Text —

--- start ---

Arrow Flight interface
Overview
ClickHouse supports the Apache Arrow Flight protocol — a high-performance RPC framework for efficient columnar data transport using the Arrow IPC format over gRPC.
The implementation includes support for Arrow Flight SQL, enabling BI tools and applications that speak the Flight SQL protocol to query ClickHouse directly.
Key capabilities:
- Execute SQL queries and retrieve results in Apache Arrow format.
- Insert data into tables using the Arrow format.
- Query metadata (catalogs, schemas, tables, primary keys) via Flight SQL commands.
- Create, bind, execute, and close server-side prepared statements via Flight SQL.
- Manage sessions and settings via Flight SQL actions.
- TLS encryption and username/password authentication.
- Incremental result retrieval via
PollFlightInfo. - Query cancellation via
CancelFlightInfo.
Enabling the Arrow Flight Server
To enable the Arrow Flight server, add the arrowflight_port setting to the ClickHouse server configuration:
Upon startup, a log message confirms the interface is active:
TLS configuration
To enable TLS for the Arrow Flight interface, configure the following settings:
When TLS is enabled, clients must connect using the grpc+tls:// scheme instead of grpc://.
Authentication
The Arrow Flight interface supports two authentication methods:
Basic Authentication
Clients authenticate with a username and password via the standard HTTP Authorization: Basic header. On successful authentication, the server returns a Bearer token in the response header.
Bearer Token Authentication
Subsequent requests can use the Bearer token returned from Basic authentication via the Authorization: Bearer <token> header. The token is automatically refreshed on each use and expires based on the default_session_timeout server setting (default: 60 seconds).
Python Example
With TLS:
Session Management
The Arrow Flight interface supports ClickHouse sessions through custom gRPC metadata headers:
| Header | Description |
|---|---|
x-clickhouse-session-id | Session identifier. If provided, multiple requests share the same session state (temporary tables, settings). |
x-clickhouse-session-timeout | Session timeout in seconds. Must not exceed max_session_timeout. |
x-clickhouse-session-check | Set to 1 to check if the session exists without creating one. |
x-clickhouse-session-close | Set to 1 to close the session after the request completes. Requires enable_arrow_close_session to be true in the server config. |
Because Arrow Flight uses gRPC over HTTP/2, metadata header names are case-sensitive and must be specified in lowercase exactly as shown (e.g., x-clickhouse-session-id, not X-ClickHouse-Session-Id). This is required by RFC 9113, Section 8.2, which mandates that HTTP/2 field names contain only lowercase characters. This differs from HTTP/1.1 where header names are case-insensitive.
Sessions allow setting persistent ClickHouse settings via the SetSessionOptions action (see DoAction).

--- end ---

Task to carry out —
Please write out, word for word, the stretch of the Arrow Flight text above from "- Query metadata" through "instead of grpc://.".

Material provided —

--- start ---

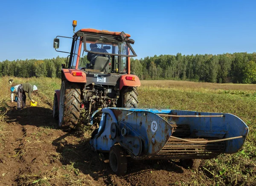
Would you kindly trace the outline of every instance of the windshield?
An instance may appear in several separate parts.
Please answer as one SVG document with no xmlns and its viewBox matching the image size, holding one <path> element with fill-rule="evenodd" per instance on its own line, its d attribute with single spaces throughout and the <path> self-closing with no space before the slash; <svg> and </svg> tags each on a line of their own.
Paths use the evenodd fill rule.
<svg viewBox="0 0 256 186">
<path fill-rule="evenodd" d="M 132 57 L 137 56 L 129 43 L 103 36 L 84 40 L 84 50 L 95 54 L 108 53 L 109 55 Z M 85 45 L 84 45 L 85 44 Z"/>
</svg>

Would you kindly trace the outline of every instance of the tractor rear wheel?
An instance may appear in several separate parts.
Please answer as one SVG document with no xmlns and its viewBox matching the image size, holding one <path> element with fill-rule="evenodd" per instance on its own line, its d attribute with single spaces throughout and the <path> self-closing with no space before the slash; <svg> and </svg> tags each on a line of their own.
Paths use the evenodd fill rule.
<svg viewBox="0 0 256 186">
<path fill-rule="evenodd" d="M 52 109 L 52 116 L 53 118 L 55 119 L 58 119 L 58 98 L 57 94 L 54 94 L 54 98 L 53 98 L 53 109 Z"/>
<path fill-rule="evenodd" d="M 128 87 L 121 92 L 121 103 L 119 107 L 122 108 L 137 108 L 138 92 L 136 87 Z M 120 105 L 121 104 L 121 105 Z"/>
<path fill-rule="evenodd" d="M 80 117 L 81 91 L 79 85 L 62 81 L 59 104 L 59 127 L 64 130 L 73 129 Z"/>
<path fill-rule="evenodd" d="M 125 152 L 119 145 L 113 145 L 109 152 L 109 164 L 114 173 L 123 176 L 127 172 L 127 159 Z"/>
</svg>

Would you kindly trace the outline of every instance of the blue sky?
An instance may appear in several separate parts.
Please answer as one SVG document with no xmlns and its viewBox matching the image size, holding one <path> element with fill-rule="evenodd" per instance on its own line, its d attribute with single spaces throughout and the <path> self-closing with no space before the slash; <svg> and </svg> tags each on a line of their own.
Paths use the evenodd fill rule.
<svg viewBox="0 0 256 186">
<path fill-rule="evenodd" d="M 52 42 L 57 35 L 73 36 L 73 20 L 76 31 L 90 28 L 130 34 L 138 58 L 252 53 L 255 7 L 256 0 L 245 0 L 2 1 L 0 62 L 66 56 L 55 51 Z M 69 51 L 69 44 L 61 46 Z"/>
</svg>

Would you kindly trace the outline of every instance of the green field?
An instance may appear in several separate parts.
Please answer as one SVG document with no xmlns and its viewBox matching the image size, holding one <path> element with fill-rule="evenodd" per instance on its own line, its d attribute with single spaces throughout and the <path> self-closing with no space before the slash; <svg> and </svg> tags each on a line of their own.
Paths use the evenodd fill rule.
<svg viewBox="0 0 256 186">
<path fill-rule="evenodd" d="M 0 86 L 3 87 L 0 90 L 2 137 L 8 130 L 5 122 L 5 110 L 6 103 L 10 101 L 9 79 L 7 77 L 0 79 Z M 36 85 L 41 95 L 38 100 L 35 99 L 38 102 L 38 106 L 51 109 L 54 90 L 60 88 L 60 79 L 13 79 L 15 85 L 26 82 Z M 203 161 L 192 182 L 177 180 L 177 185 L 205 185 L 204 180 L 210 180 L 215 185 L 255 185 L 256 85 L 169 80 L 143 81 L 141 83 L 141 87 L 138 88 L 140 107 L 230 113 L 242 119 L 249 127 L 249 135 L 239 152 Z"/>
</svg>

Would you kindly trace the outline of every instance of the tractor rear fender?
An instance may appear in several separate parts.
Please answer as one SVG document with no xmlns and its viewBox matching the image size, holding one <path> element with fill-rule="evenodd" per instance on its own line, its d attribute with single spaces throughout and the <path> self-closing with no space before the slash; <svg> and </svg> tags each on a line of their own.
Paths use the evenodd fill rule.
<svg viewBox="0 0 256 186">
<path fill-rule="evenodd" d="M 55 93 L 56 93 L 56 94 L 57 95 L 57 100 L 58 100 L 58 107 L 59 107 L 58 103 L 60 102 L 59 100 L 60 100 L 60 96 L 61 95 L 61 90 L 54 90 L 54 91 L 55 92 Z"/>
<path fill-rule="evenodd" d="M 86 74 L 84 72 L 80 70 L 62 68 L 61 74 L 62 80 L 64 76 L 65 79 L 69 82 L 86 83 Z"/>
<path fill-rule="evenodd" d="M 132 80 L 133 78 L 134 80 Z M 122 90 L 124 86 L 140 87 L 140 81 L 137 76 L 132 74 L 125 74 L 120 77 L 119 90 Z"/>
</svg>

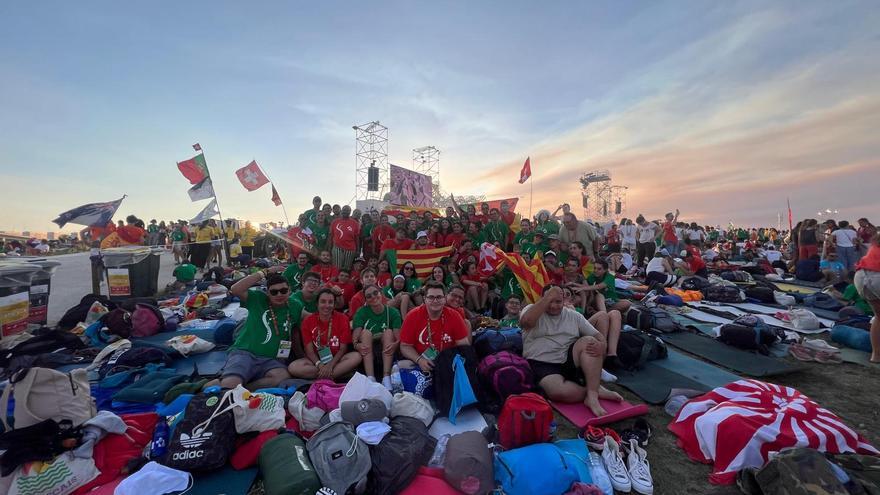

--- end ---

Solved problem —
- Query metadata (catalogs, schemas, tables, primary keys) via Flight SQL commands.
- Create, bind, execute, and close server-side prepared statements via Flight SQL.
- Manage sessions and settings via Flight SQL actions.
- TLS encryption and username/password authentication.
- Incremental result retrieval via
PollFlightInfo. - Query cancellation via
CancelFlightInfo.
Enabling the Arrow Flight Server
To enable the Arrow Flight server, add the arrowflight_port setting to the ClickHouse server configuration:
Upon startup, a log message confirms the interface is active:
TLS configuration
To enable TLS for the Arrow Flight interface, configure the following settings:
When TLS is enabled, clients must connect using the grpc+tls:// scheme instead of grpc://.